◆ Exercise prompt:
Reproduce word for word the stretch of the records from the line containing "indicate the plaque border, one" through the end of the records.

◆ Data to use:
######
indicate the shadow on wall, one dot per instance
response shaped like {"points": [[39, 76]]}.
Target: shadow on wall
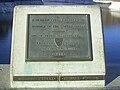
{"points": [[5, 37]]}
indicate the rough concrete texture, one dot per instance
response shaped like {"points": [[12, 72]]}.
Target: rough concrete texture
{"points": [[112, 74], [9, 6]]}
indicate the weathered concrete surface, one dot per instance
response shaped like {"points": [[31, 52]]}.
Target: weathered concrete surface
{"points": [[112, 79], [9, 6]]}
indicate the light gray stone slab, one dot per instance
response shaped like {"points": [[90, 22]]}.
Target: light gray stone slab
{"points": [[57, 74]]}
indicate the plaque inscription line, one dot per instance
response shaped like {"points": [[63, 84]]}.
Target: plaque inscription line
{"points": [[58, 78]]}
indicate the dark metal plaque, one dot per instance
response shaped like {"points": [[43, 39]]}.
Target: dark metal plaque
{"points": [[58, 37]]}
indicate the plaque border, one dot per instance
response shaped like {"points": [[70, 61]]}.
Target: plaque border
{"points": [[59, 59]]}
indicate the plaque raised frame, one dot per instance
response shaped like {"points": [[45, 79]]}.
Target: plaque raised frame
######
◆ Task solution:
indicate the plaque border, one dot per instance
response shaped like {"points": [[70, 61]]}.
Target: plaque border
{"points": [[59, 59]]}
indicate the plaque raised frame, one dot per instance
response shaped like {"points": [[45, 79]]}.
Target: plaque raised frame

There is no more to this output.